Top of Study material
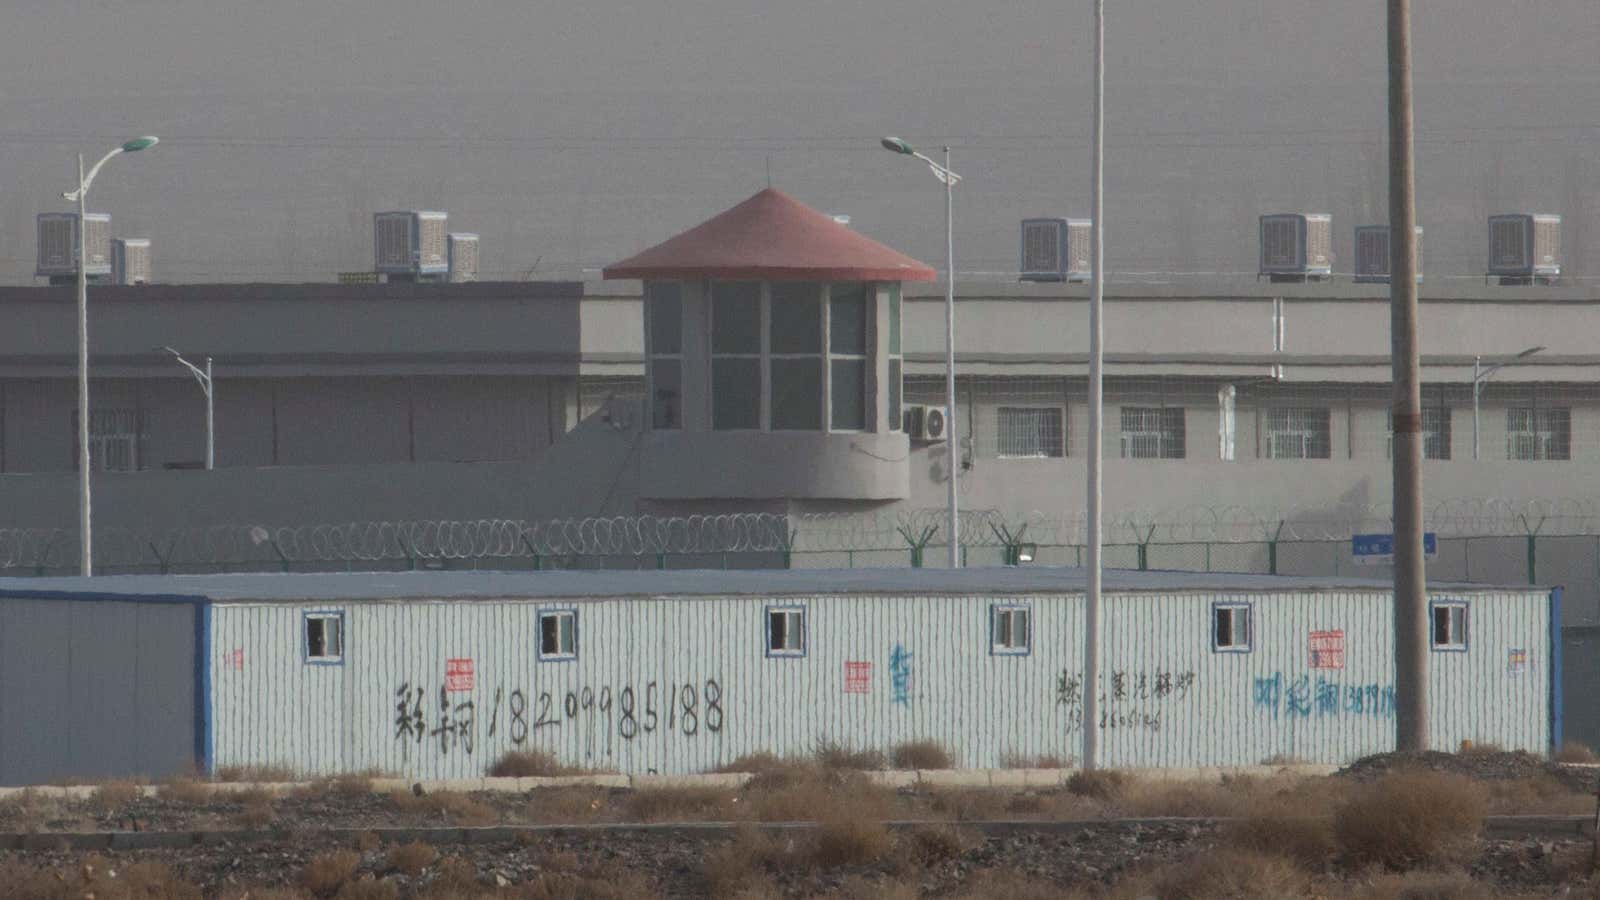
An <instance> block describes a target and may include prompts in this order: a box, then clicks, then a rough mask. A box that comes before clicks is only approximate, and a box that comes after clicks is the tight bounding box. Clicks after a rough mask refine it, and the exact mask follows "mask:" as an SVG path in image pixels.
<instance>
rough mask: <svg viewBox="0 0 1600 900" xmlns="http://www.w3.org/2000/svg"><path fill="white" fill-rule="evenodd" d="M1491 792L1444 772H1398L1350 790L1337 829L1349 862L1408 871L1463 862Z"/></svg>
mask: <svg viewBox="0 0 1600 900" xmlns="http://www.w3.org/2000/svg"><path fill="white" fill-rule="evenodd" d="M1486 809H1488V799H1486V791H1485V790H1483V786H1480V785H1478V783H1477V781H1474V780H1470V778H1466V777H1461V775H1446V773H1440V772H1395V773H1390V775H1384V777H1382V778H1379V780H1376V781H1373V783H1370V785H1358V786H1352V788H1350V796H1349V799H1347V801H1346V802H1344V804H1341V806H1339V809H1338V810H1334V818H1333V828H1334V834H1336V836H1338V839H1339V847H1341V849H1342V850H1344V855H1346V858H1347V860H1350V862H1354V863H1357V865H1363V863H1371V865H1382V866H1387V868H1392V870H1408V868H1418V866H1429V865H1434V866H1437V865H1448V863H1453V862H1458V860H1461V858H1462V855H1464V854H1466V852H1469V850H1470V849H1472V847H1474V846H1475V841H1477V836H1478V833H1480V831H1482V830H1483V815H1485V810H1486Z"/></svg>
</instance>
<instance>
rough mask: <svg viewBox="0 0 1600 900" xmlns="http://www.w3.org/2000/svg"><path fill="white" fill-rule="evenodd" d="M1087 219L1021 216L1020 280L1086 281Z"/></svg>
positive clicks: (1088, 261) (1036, 280)
mask: <svg viewBox="0 0 1600 900" xmlns="http://www.w3.org/2000/svg"><path fill="white" fill-rule="evenodd" d="M1090 232H1091V223H1090V219H1022V253H1021V258H1022V261H1021V266H1019V267H1021V271H1022V280H1024V282H1086V280H1090V266H1091V261H1090V240H1091V234H1090Z"/></svg>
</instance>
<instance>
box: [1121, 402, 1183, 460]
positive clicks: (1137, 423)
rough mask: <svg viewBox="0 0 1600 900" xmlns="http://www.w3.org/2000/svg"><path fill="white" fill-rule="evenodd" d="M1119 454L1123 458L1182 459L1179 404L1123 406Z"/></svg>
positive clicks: (1181, 427)
mask: <svg viewBox="0 0 1600 900" xmlns="http://www.w3.org/2000/svg"><path fill="white" fill-rule="evenodd" d="M1122 456H1123V458H1125V460H1182V458H1184V410H1182V407H1123V408H1122Z"/></svg>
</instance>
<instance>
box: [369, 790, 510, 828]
mask: <svg viewBox="0 0 1600 900" xmlns="http://www.w3.org/2000/svg"><path fill="white" fill-rule="evenodd" d="M389 802H392V804H394V807H395V809H397V810H400V812H403V814H410V815H419V817H424V818H442V820H445V822H450V823H451V825H493V823H496V822H499V814H498V812H494V809H493V807H490V806H486V804H483V802H478V801H475V799H472V798H470V796H469V794H462V793H456V791H432V793H427V794H422V796H416V794H413V793H411V791H392V793H390V794H389Z"/></svg>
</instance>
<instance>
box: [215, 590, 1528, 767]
mask: <svg viewBox="0 0 1600 900" xmlns="http://www.w3.org/2000/svg"><path fill="white" fill-rule="evenodd" d="M1467 599H1469V601H1470V610H1472V612H1470V649H1469V650H1467V652H1464V653H1445V652H1437V653H1432V655H1430V658H1429V663H1430V666H1432V681H1434V711H1432V722H1434V724H1432V727H1434V738H1435V743H1437V745H1438V746H1442V748H1454V746H1456V745H1458V743H1459V741H1461V740H1474V741H1494V743H1499V745H1502V746H1507V748H1523V749H1530V751H1544V749H1546V748H1547V745H1549V713H1547V709H1549V689H1550V685H1549V626H1547V615H1549V597H1547V596H1544V594H1539V593H1510V594H1488V593H1474V594H1470V596H1467ZM1218 601H1230V602H1245V604H1251V605H1253V609H1254V623H1256V629H1254V645H1253V652H1250V653H1218V652H1213V649H1211V605H1213V602H1218ZM774 602H781V604H790V602H794V601H787V599H786V601H768V599H762V597H726V599H614V601H611V599H608V601H578V602H544V601H538V602H536V601H526V602H522V601H482V602H448V604H446V602H360V604H347V605H342V607H330V605H310V607H299V605H250V604H224V605H218V607H216V609H214V613H213V621H214V641H213V644H214V653H213V684H214V692H216V693H214V697H216V701H214V711H213V717H214V722H216V737H214V741H216V764H218V765H234V764H286V765H291V767H294V769H299V770H304V772H336V770H358V769H368V767H376V769H382V770H390V772H397V773H405V775H410V777H427V778H443V777H475V775H482V773H483V772H485V769H486V767H488V765H490V764H491V762H493V761H494V759H496V757H498V756H499V754H502V753H506V751H509V749H517V748H522V749H547V751H552V753H555V754H557V756H558V757H560V759H562V761H563V762H565V764H570V765H590V767H598V769H618V770H622V772H651V770H654V772H661V773H683V772H699V770H706V769H712V767H717V765H722V764H725V762H730V761H733V759H734V757H738V756H741V754H744V753H755V751H771V753H778V754H797V753H808V751H810V749H811V748H814V746H816V743H818V741H826V740H832V741H840V743H845V745H851V746H856V748H861V746H872V748H880V749H888V748H890V746H893V745H896V743H901V741H909V740H917V738H934V740H938V741H941V743H944V745H946V746H947V748H950V749H954V751H955V753H958V756H960V761H962V764H963V765H970V767H995V765H1002V764H1003V761H1005V757H1006V756H1011V754H1016V756H1037V754H1054V756H1059V757H1064V759H1069V757H1075V756H1077V753H1078V746H1080V740H1082V737H1080V730H1078V729H1080V727H1082V724H1080V721H1078V714H1080V709H1082V697H1083V690H1082V679H1080V666H1082V663H1080V658H1082V655H1080V634H1082V631H1080V628H1082V597H1077V596H1027V597H1014V596H1006V597H912V596H851V597H810V599H803V601H798V604H800V605H803V607H805V609H806V615H808V625H806V642H808V649H806V655H805V657H803V658H770V657H768V655H766V653H765V642H763V641H765V634H763V628H765V615H766V607H768V605H773V604H774ZM994 602H1005V604H1026V605H1029V607H1030V609H1032V613H1034V645H1032V653H1029V655H1026V657H1003V655H992V653H990V645H989V641H990V637H989V610H990V605H992V604H994ZM307 609H342V612H344V615H346V623H347V652H346V658H344V661H342V665H307V663H304V661H302V658H301V655H302V615H304V612H306V610H307ZM549 609H578V610H579V612H578V615H579V623H578V629H579V653H578V660H571V661H539V658H538V633H539V628H538V615H539V612H541V610H549ZM1104 618H1106V625H1104V650H1102V657H1101V658H1102V665H1104V677H1102V692H1104V693H1106V701H1104V703H1102V711H1104V713H1106V740H1104V751H1102V753H1104V762H1106V764H1107V765H1128V767H1133V765H1138V767H1146V765H1238V764H1256V762H1261V761H1264V759H1267V757H1272V756H1293V757H1298V759H1304V761H1318V762H1342V761H1347V759H1352V757H1355V756H1360V754H1363V753H1373V751H1379V749H1382V748H1386V746H1389V745H1390V743H1392V733H1394V674H1392V666H1390V665H1389V661H1387V649H1389V645H1390V615H1389V601H1387V596H1386V594H1378V593H1315V594H1301V593H1285V594H1238V596H1214V594H1118V596H1112V597H1107V604H1106V617H1104ZM1314 631H1315V633H1339V645H1341V647H1342V655H1341V658H1339V660H1338V666H1339V668H1333V660H1331V658H1323V663H1325V668H1312V660H1310V633H1314ZM1323 641H1328V637H1326V636H1325V637H1323ZM1514 650H1515V652H1517V653H1514ZM450 660H470V668H472V685H470V689H469V687H466V684H462V682H464V679H461V677H459V674H458V679H456V681H458V684H454V685H448V687H446V668H448V666H450V663H448V661H450ZM851 663H854V665H851ZM861 663H866V668H862V666H861ZM456 668H458V673H459V668H461V665H459V663H458V665H456ZM850 674H854V676H856V677H854V679H850V677H848V676H850Z"/></svg>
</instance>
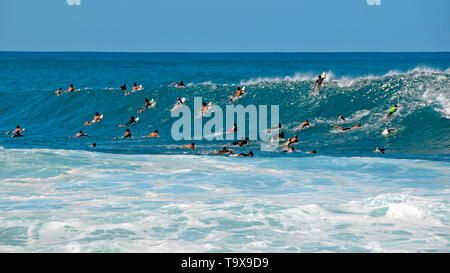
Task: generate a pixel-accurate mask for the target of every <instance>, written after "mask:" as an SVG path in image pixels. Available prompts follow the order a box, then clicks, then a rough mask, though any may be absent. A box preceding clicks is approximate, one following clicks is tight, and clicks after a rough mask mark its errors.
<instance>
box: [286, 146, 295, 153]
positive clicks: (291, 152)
mask: <svg viewBox="0 0 450 273" xmlns="http://www.w3.org/2000/svg"><path fill="white" fill-rule="evenodd" d="M294 151H295V149H294V146H289V147H287V148H285V149H283V152H285V153H293V152H294Z"/></svg>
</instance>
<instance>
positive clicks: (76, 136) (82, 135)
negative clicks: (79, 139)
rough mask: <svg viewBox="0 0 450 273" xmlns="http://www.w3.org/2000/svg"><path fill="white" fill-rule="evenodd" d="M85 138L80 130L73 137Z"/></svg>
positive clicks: (82, 131)
mask: <svg viewBox="0 0 450 273" xmlns="http://www.w3.org/2000/svg"><path fill="white" fill-rule="evenodd" d="M87 136H88V135H87V134H85V133H83V131H82V130H80V131H79V132H78V133H77V134H76V135H75V137H87Z"/></svg>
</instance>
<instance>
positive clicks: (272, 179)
Bottom of Study material
## Task instructions
In the listing above, transcribe exactly everything from the line containing "792L1444 772H1398L1350 790L1337" down to the line containing "positive clicks: (1137, 423)", including both and nothing more.

## Written response
rough mask: <svg viewBox="0 0 1600 900" xmlns="http://www.w3.org/2000/svg"><path fill="white" fill-rule="evenodd" d="M1491 792L1444 772H1398L1350 790L1337 829L1349 862L1408 871L1463 862Z"/></svg>
mask: <svg viewBox="0 0 1600 900" xmlns="http://www.w3.org/2000/svg"><path fill="white" fill-rule="evenodd" d="M1486 809H1488V799H1486V791H1485V790H1483V786H1480V785H1478V783H1477V781H1474V780H1470V778H1466V777H1461V775H1446V773H1440V772H1395V773H1390V775H1384V777H1382V778H1379V780H1376V781H1373V783H1370V785H1358V786H1352V788H1350V796H1349V799H1347V801H1346V802H1344V804H1341V806H1339V809H1338V810H1334V818H1333V828H1334V834H1336V836H1338V839H1339V847H1341V849H1342V850H1344V855H1346V858H1347V860H1350V862H1354V863H1357V865H1363V863H1371V865H1382V866H1387V868H1392V870H1408V868H1418V866H1429V865H1434V866H1437V865H1448V863H1453V862H1458V860H1461V858H1462V855H1464V854H1466V852H1469V850H1470V849H1472V847H1474V846H1475V841H1477V836H1478V833H1480V831H1482V830H1483V815H1485V810H1486Z"/></svg>
</instance>
<instance>
rough mask: <svg viewBox="0 0 1600 900" xmlns="http://www.w3.org/2000/svg"><path fill="white" fill-rule="evenodd" d="M1087 219L1021 216L1020 280L1086 281Z"/></svg>
positive clicks: (1088, 261) (1036, 280)
mask: <svg viewBox="0 0 1600 900" xmlns="http://www.w3.org/2000/svg"><path fill="white" fill-rule="evenodd" d="M1090 232H1091V223H1090V219H1022V253H1021V258H1022V261H1021V266H1019V267H1021V271H1022V280H1024V282H1086V280H1090V266H1091V261H1090V240H1091V234H1090Z"/></svg>
</instance>
<instance>
box: [1121, 402, 1183, 460]
positive clicks: (1137, 423)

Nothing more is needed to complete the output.